Rewrite the records from the start through the line containing "box: [165, 72, 183, 83]", swapping "document" for "file" and changing nothing else. Leave the pictures out of your answer.
Segment Start: EXTRACTED ENTRIES
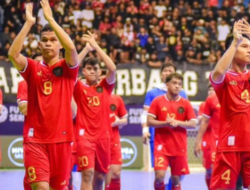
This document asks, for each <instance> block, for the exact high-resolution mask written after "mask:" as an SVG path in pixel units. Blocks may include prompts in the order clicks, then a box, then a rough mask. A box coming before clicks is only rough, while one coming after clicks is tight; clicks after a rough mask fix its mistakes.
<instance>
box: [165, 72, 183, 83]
mask: <svg viewBox="0 0 250 190" xmlns="http://www.w3.org/2000/svg"><path fill="white" fill-rule="evenodd" d="M172 78H177V79H180V80H181V81H183V76H182V75H181V74H179V73H172V74H170V75H169V76H168V77H167V78H166V83H168V82H169V81H171V80H172Z"/></svg>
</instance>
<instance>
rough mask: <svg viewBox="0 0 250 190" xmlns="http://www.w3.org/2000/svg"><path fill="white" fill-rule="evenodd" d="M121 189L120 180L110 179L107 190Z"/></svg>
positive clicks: (120, 182) (118, 189)
mask: <svg viewBox="0 0 250 190" xmlns="http://www.w3.org/2000/svg"><path fill="white" fill-rule="evenodd" d="M120 189H121V180H120V178H118V179H111V182H110V184H109V190H120Z"/></svg>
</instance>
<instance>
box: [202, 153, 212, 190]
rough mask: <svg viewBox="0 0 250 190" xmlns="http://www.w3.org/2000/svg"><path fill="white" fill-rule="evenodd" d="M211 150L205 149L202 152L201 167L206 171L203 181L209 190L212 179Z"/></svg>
mask: <svg viewBox="0 0 250 190" xmlns="http://www.w3.org/2000/svg"><path fill="white" fill-rule="evenodd" d="M211 152H212V150H210V149H205V150H203V159H202V161H203V167H204V168H205V169H206V173H205V181H206V185H207V188H208V189H210V181H211V177H212V153H211Z"/></svg>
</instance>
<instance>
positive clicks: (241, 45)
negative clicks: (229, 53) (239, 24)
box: [234, 38, 250, 65]
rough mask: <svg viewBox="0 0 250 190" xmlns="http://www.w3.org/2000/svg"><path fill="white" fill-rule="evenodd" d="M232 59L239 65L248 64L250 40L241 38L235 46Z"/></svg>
mask: <svg viewBox="0 0 250 190" xmlns="http://www.w3.org/2000/svg"><path fill="white" fill-rule="evenodd" d="M234 60H235V62H236V63H238V64H241V65H246V64H250V41H249V40H248V39H247V38H243V40H242V42H241V43H240V45H239V47H238V48H237V50H236V52H235V56H234Z"/></svg>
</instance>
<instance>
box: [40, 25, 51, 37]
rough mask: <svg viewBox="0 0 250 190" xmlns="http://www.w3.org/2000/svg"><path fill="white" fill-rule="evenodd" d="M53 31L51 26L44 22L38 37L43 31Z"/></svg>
mask: <svg viewBox="0 0 250 190" xmlns="http://www.w3.org/2000/svg"><path fill="white" fill-rule="evenodd" d="M48 31H49V32H53V31H54V30H53V29H52V28H51V26H50V25H49V24H45V25H44V26H43V28H42V30H41V32H40V37H41V36H42V33H43V32H48Z"/></svg>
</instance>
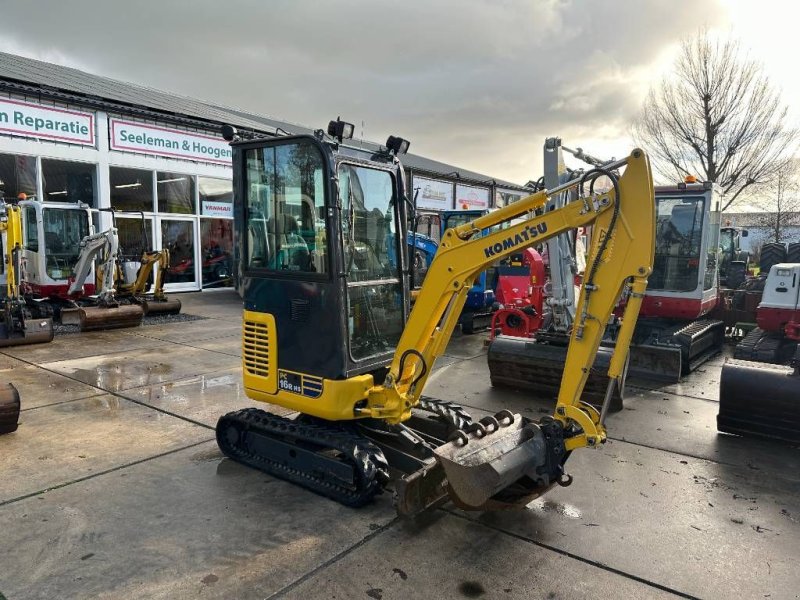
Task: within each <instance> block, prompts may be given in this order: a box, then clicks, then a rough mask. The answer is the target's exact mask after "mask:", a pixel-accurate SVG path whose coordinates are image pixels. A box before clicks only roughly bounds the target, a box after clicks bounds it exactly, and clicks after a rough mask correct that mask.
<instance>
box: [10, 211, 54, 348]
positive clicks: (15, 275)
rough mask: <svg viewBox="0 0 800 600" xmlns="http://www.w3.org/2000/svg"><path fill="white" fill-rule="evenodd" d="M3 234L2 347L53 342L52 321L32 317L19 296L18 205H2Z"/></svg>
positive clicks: (21, 299)
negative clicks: (2, 298)
mask: <svg viewBox="0 0 800 600" xmlns="http://www.w3.org/2000/svg"><path fill="white" fill-rule="evenodd" d="M0 234H2V236H3V237H4V238H5V248H4V250H5V251H4V257H3V267H4V270H5V276H6V294H5V297H4V298H3V312H2V322H0V347H4V346H17V345H21V344H40V343H43V342H50V341H52V339H53V320H52V319H51V318H49V317H47V318H35V317H33V316H32V315H31V313H30V310H29V309H28V307H27V306H26V304H25V299H24V298H23V297H22V294H21V293H20V277H21V274H22V218H21V216H20V208H19V206H16V205H13V204H5V203H2V202H0Z"/></svg>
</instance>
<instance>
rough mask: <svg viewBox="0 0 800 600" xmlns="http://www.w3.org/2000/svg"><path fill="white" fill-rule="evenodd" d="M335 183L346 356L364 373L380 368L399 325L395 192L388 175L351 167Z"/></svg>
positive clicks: (352, 163)
mask: <svg viewBox="0 0 800 600" xmlns="http://www.w3.org/2000/svg"><path fill="white" fill-rule="evenodd" d="M338 181H339V197H340V203H341V207H342V209H341V244H342V261H343V273H344V279H345V286H346V292H347V293H346V296H347V335H348V339H347V344H348V351H349V355H350V359H351V360H352V361H353V363H355V364H356V365H358V367H362V368H365V369H366V368H369V365H378V364H381V363H383V364H385V362H386V358H387V356H391V355H392V354H393V352H394V349H395V347H396V346H397V344H398V342H399V341H400V335H401V334H402V332H403V326H404V323H405V310H404V295H403V278H402V264H401V263H402V262H403V261H401V260H397V257H398V256H401V255H403V254H402V249H401V248H400V246H399V241H398V240H399V239H400V236H399V235H398V231H399V223H400V222H401V220H400V215H399V214H398V213H399V206H400V202H398V201H397V198H396V195H397V194H396V190H397V189H398V188H397V185H396V181H395V174H394V173H393V172H392V171H388V170H383V169H379V168H375V167H372V166H365V165H362V164H355V163H340V164H339V166H338Z"/></svg>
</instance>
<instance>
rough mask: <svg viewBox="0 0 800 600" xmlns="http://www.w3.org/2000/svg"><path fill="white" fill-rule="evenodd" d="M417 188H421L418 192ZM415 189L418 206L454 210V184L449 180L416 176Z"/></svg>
mask: <svg viewBox="0 0 800 600" xmlns="http://www.w3.org/2000/svg"><path fill="white" fill-rule="evenodd" d="M417 188H419V193H418V194H417ZM413 189H414V193H415V194H417V208H429V209H433V210H452V208H453V184H452V183H450V182H449V181H437V180H435V179H425V178H424V177H414V184H413Z"/></svg>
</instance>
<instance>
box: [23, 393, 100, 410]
mask: <svg viewBox="0 0 800 600" xmlns="http://www.w3.org/2000/svg"><path fill="white" fill-rule="evenodd" d="M95 389H98V388H95ZM102 395H103V394H102V393H97V394H92V395H91V396H81V397H80V398H72V399H71V400H60V401H59V402H53V403H52V404H42V405H41V406H31V407H30V408H21V409H20V411H19V412H20V413H24V412H30V411H32V410H39V409H40V408H50V407H52V406H61V405H62V404H69V403H70V402H78V401H79V400H88V399H89V398H97V397H98V396H102Z"/></svg>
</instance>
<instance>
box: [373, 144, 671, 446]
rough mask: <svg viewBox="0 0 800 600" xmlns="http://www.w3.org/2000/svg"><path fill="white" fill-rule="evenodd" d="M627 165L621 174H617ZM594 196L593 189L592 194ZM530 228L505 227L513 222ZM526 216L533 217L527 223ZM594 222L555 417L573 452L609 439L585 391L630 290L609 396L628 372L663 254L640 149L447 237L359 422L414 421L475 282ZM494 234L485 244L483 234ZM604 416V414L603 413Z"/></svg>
mask: <svg viewBox="0 0 800 600" xmlns="http://www.w3.org/2000/svg"><path fill="white" fill-rule="evenodd" d="M623 166H625V167H626V169H625V171H624V173H623V174H622V176H621V177H619V178H617V177H616V175H615V174H614V173H613V171H614V170H615V169H619V168H621V167H623ZM599 175H606V176H609V177H610V178H611V180H612V182H613V183H614V187H613V189H612V190H610V191H609V192H608V193H604V194H593V193H591V192H590V194H588V195H584V194H583V193H582V191H583V190H582V189H580V188H583V187H584V184H585V185H587V186H589V183H587V182H588V181H591V180H592V178H594V177H597V176H599ZM575 187H578V188H579V192H581V193H580V196H581V197H580V198H579V199H578V200H577V201H574V202H570V203H569V204H567V205H565V206H563V207H562V208H559V209H556V210H553V211H551V212H546V213H544V214H542V215H539V216H531V215H534V211H536V209H540V208H542V207H543V206H544V205H545V203H546V201H547V198H548V197H549V196H551V195H553V194H556V193H560V192H563V191H566V190H568V189H570V188H575ZM590 189H591V188H590ZM521 217H522V218H524V220H523V221H521V222H518V223H515V224H512V225H510V226H509V227H507V228H500V227H499V226H502V225H504V224H507V223H511V221H512V220H514V219H519V218H521ZM525 217H527V218H525ZM588 225H592V226H593V227H592V241H591V246H590V252H589V257H588V260H587V276H586V280H585V285H584V286H583V288H582V291H581V296H580V299H579V301H578V304H577V308H576V319H575V323H574V325H573V328H572V332H571V337H570V345H569V351H568V354H567V359H566V366H565V370H564V377H563V379H562V384H561V388H560V392H559V396H558V403H557V405H556V410H555V415H554V419H555V420H556V421H558V422H560V423H561V424H562V426H563V428H564V430H565V431H566V432H567V439H566V441H565V447H566V450H567V451H569V450H572V449H574V448H577V447H581V446H596V445H598V444H600V443H602V442H604V441H605V437H606V434H605V429H604V427H603V417H604V416H605V408H607V404H608V402H606V403H605V404H606V406H605V407H604V410H602V411H597V410H596V409H594V408H593V407H592V406H590V405H588V404H586V403H583V402H582V401H581V392H582V390H583V387H584V385H585V383H586V379H587V377H588V375H589V370H590V368H591V366H592V364H593V362H594V357H595V355H596V353H597V350H598V347H599V345H600V342H601V340H602V337H603V335H604V331H605V327H606V324H607V323H608V321H609V319H610V317H611V315H612V312H613V310H614V308H615V306H616V304H617V302H618V300H619V298H620V296H621V294H622V293H623V291H625V289H626V288H628V290H629V296H628V301H627V304H626V308H625V313H624V316H623V323H622V326H621V330H620V332H619V337H618V340H617V344H616V348H615V351H614V354H613V357H612V359H611V364H610V367H609V377H610V381H609V387H608V392H607V394H606V398H607V399H608V398H609V397H610V394H611V393H612V392H613V386H615V385H617V382H618V380H619V378H620V375H621V373H622V369H623V365H624V361H625V359H626V356H627V353H628V347H629V345H630V340H631V336H632V333H633V329H634V326H635V324H636V319H637V316H638V312H639V307H640V305H641V301H642V297H643V294H644V291H645V288H646V286H647V276H648V275H649V274H650V271H651V269H652V264H653V256H654V240H655V199H654V191H653V183H652V176H651V173H650V166H649V162H648V159H647V157H646V156H645V154H644V152H642V151H641V150H634V151H633V153H632V154H631V155H630V156H629V157H628V158H626V159H623V160H620V161H617V162H616V163H611V164H609V165H606V166H605V168H602V169H595V170H593V171H589V172H588V173H587V174H586V175H585V176H584V178H583V179H582V180H579V181H571V182H568V183H565V184H563V185H561V186H558V187H557V188H555V189H551V190H544V191H541V192H538V193H536V194H533V195H531V196H528V197H527V198H524V199H522V200H520V201H518V202H516V203H514V204H512V205H509V206H506V207H504V208H502V209H500V210H498V211H495V212H493V213H490V214H488V215H486V216H483V217H480V218H478V219H476V220H475V221H473V222H471V223H468V224H465V225H462V226H459V227H456V228H454V229H450V230H448V231H447V232H445V234H444V236H443V239H442V243H441V246H440V249H439V252H438V253H437V255H436V257H435V259H434V261H433V263H432V265H431V267H430V269H429V271H428V275H427V277H426V279H425V282H424V284H423V286H422V288H421V290H420V292H419V296H418V297H417V300H416V304H415V306H414V309H413V311H412V312H411V315H410V317H409V319H408V323H407V325H406V327H405V329H404V332H403V335H402V337H401V339H400V342H399V344H398V346H397V350H396V353H395V357H394V360H393V361H392V364H391V367H390V370H389V373H388V375H387V376H386V379H385V381H384V383H383V385H377V386H374V387H373V388H372V389H370V390H369V392H368V400H367V403H366V405H365V406H363V407H362V408H359V409H357V410H358V414H359V415H360V416H370V417H374V418H379V419H384V420H386V421H388V422H390V423H399V422H402V421H404V420H405V419H407V418H409V417H410V414H411V409H412V407H414V406H415V405H416V404H417V402H418V400H419V397H420V394H421V392H422V388H423V387H424V385H425V381H426V380H427V377H428V376H429V375H430V373H431V369H432V367H433V364H434V362H435V361H436V359H437V358H438V357H439V356H440V355H441V354H442V352H443V351H444V349H445V347H446V346H447V343H448V341H449V340H450V336H451V335H452V333H453V329H454V327H455V325H456V323H457V320H458V315H459V314H460V312H461V308H462V306H463V305H464V302H465V300H466V294H467V291H468V290H469V288H470V286H471V285H472V283H473V280H474V279H475V277H476V276H477V275H478V274H479V273H480V272H481V271H483V270H484V269H486V268H487V267H488V266H489V265H490V264H491V263H493V262H495V261H497V260H499V259H502V258H505V257H507V256H508V255H510V254H512V253H513V252H518V251H519V250H521V249H522V248H525V247H528V246H532V245H534V244H537V243H539V242H544V241H546V240H547V239H548V238H551V237H553V236H556V235H559V234H560V233H563V232H565V231H568V230H570V229H574V228H576V227H585V226H588ZM485 229H490V230H492V232H491V233H489V235H488V236H484V237H479V236H477V235H476V234H477V233H478V232H480V231H481V230H485ZM601 412H602V414H601Z"/></svg>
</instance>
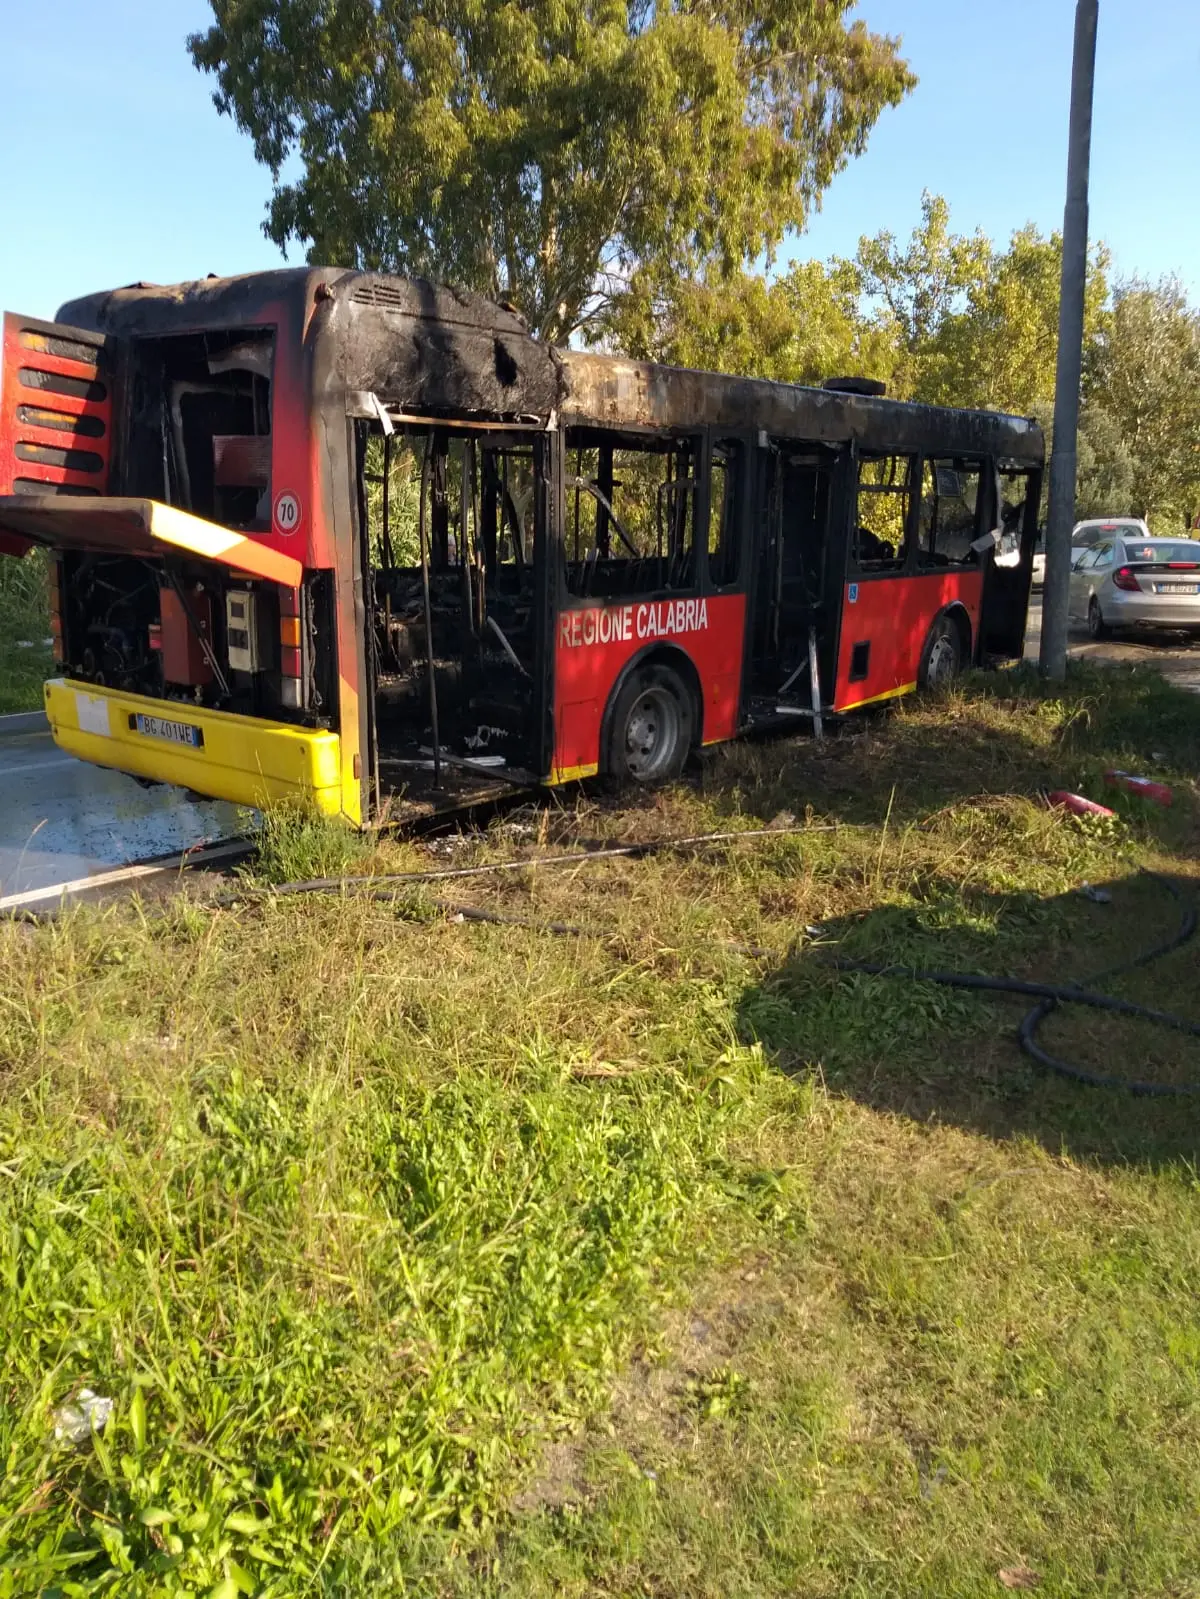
Segment End: EXTRACTED ENTRIES
SOLUTION:
This file asks, for each <instance> block, for the exact high-resolution mask written after "mask:" as an SVG path in pixel units. Blocks may include prompts in the order clicks, then a box, then a rough mask. A box coming before clicks is only rough, while one coming after clicks is tight; clicks after a rough mask fix its mistakes.
<instance>
box: [165, 72, 183, 83]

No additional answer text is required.